- **CHECK YOUR UNDERSTANDING**:
**a)** In the passage on TLS 1.3 signature support below, condense the paragraph beginning "Trusted Platform Modules (TPMs), for example" into a shorter version that keeps its main facts.
**b)** Write the next paragraph of the passage on TLS 1.3 signature support below, picking up after its final sentence.

*** Opening of SUPPLIED PASSAGE ***

TLS 1.3 [RFC8446] removed support for RSASSA-PKCS1-v1_5 [RFC8017] in CertificateVerify messages in favor of RSASSA-PSS. Although RSASSA-PSS is long established, some legacy hardware cryptographic devices do not support it. These devices are uncommon in TLS servers, but TLS clients sometimes use them for client certificates.

Trusted Platform Modules (TPMs), for example, are often used to protect TLS client certificate private keys. Many TPMs cannot produce RSASSA-PSS signatures compatible with TLS 1.3. TPM specifications before 2.0 did not define RSASSA-PSS support, and TPM 2.0 devices can only be relied on for TLS 1.3-compatible salt lengths when they are compatible with US FIPS 186-4.

*** Close of SUPPLIED PASSAGE ***
*** Opening of RECORD EXTRACTS ***

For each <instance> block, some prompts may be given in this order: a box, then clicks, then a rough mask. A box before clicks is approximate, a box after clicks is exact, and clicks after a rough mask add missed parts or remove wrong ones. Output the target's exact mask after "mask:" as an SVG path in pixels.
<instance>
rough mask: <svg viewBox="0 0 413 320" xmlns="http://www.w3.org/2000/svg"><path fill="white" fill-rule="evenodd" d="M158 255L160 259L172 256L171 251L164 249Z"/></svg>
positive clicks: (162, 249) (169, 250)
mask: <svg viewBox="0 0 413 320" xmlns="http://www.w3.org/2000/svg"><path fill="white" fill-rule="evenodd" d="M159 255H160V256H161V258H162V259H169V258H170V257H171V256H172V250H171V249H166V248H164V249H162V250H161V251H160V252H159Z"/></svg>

*** Close of RECORD EXTRACTS ***
*** Opening of RECORD EXTRACTS ***

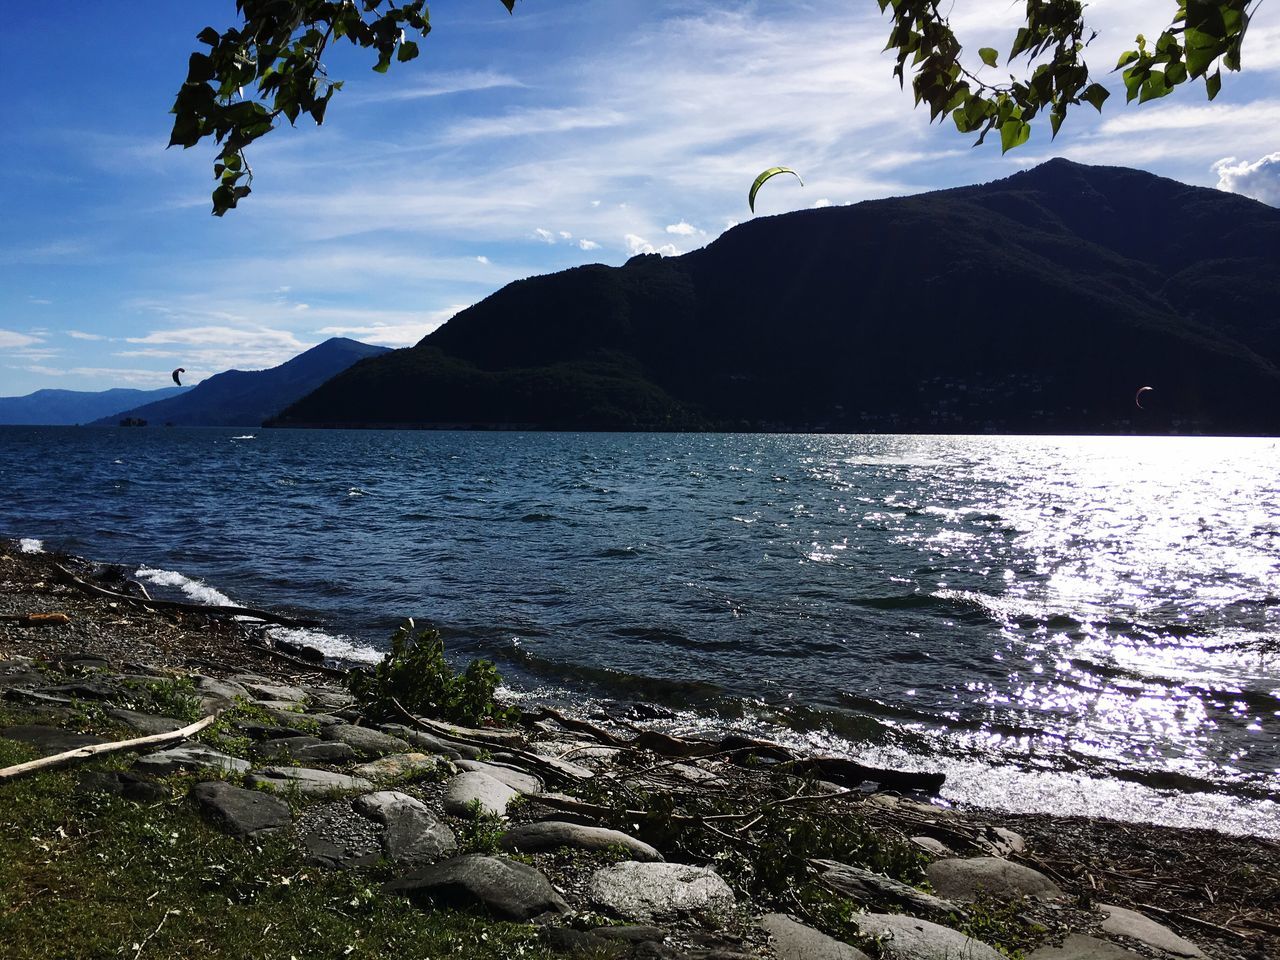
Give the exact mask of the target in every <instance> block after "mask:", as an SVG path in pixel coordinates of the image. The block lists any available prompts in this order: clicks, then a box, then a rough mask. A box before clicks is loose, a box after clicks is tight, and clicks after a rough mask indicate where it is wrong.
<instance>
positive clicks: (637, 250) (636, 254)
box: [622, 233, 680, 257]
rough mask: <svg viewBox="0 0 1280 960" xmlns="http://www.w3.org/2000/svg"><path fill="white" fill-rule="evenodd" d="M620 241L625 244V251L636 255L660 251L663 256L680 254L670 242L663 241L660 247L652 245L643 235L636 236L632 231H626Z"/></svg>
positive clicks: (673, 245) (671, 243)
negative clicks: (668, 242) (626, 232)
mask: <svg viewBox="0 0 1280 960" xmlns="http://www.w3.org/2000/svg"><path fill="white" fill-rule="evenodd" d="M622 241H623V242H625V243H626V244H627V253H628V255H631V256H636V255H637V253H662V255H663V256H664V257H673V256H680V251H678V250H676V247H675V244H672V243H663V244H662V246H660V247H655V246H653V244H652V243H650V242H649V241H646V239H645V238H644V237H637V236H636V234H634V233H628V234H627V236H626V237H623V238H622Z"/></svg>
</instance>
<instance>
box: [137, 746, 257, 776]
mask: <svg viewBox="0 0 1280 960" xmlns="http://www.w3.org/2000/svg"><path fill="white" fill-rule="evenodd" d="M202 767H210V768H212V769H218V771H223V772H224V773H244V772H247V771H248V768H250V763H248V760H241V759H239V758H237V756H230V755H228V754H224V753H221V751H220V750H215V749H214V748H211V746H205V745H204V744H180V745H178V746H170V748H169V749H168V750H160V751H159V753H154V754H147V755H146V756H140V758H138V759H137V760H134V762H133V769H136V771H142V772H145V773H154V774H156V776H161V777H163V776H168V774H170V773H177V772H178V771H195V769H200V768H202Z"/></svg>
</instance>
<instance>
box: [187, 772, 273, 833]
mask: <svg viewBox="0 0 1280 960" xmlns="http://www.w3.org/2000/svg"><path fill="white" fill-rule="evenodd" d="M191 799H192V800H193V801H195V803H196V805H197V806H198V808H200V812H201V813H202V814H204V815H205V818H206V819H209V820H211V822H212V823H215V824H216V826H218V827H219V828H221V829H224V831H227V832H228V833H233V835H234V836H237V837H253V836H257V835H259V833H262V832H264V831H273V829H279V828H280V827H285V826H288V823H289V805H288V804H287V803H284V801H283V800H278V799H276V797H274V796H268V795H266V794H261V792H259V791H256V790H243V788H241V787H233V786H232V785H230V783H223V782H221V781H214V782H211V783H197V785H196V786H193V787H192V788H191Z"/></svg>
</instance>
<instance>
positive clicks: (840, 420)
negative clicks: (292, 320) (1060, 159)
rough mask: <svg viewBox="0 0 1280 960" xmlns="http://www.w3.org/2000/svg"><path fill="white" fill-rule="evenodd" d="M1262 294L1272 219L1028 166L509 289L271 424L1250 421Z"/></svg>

*** Close of RECORD EXTRACTS ***

- **PER-TASK OUTPUTS**:
**a)** TPMs often protect private keys for TLS client certificates, but many cannot produce RSASSA-PSS signatures that work with TLS 1.3. TPM specifications before 2.0 did not define RSASSA-PSS support. TPM 2.0 devices can be relied on for TLS 1.3-compatible salt lengths only when they are compatible with US FIPS 186-4.

**b)**
Deployments that stay on TLS 1.2 leak client certificates to network attackers [PRIVACY] and cannot protect traffic against retroactive decryption by an attacker with a quantum computer [RFC9954]. TLS also negotiates versions before client certificates, so a client and server can negotiate TLS 1.3 only to fail later because the client has a legacy key.

Disabling TLS 1.3 affects connections that are not otherwise impacted, while external fallback mechanisms break TLS's security analysis and can introduce vulnerabilities [POODLE]. This document allocates code points for using these legacy keys with client certificates in TLS 1.3, reducing pressure to choose those mitigations and unblocking TLS 1.3 deployment.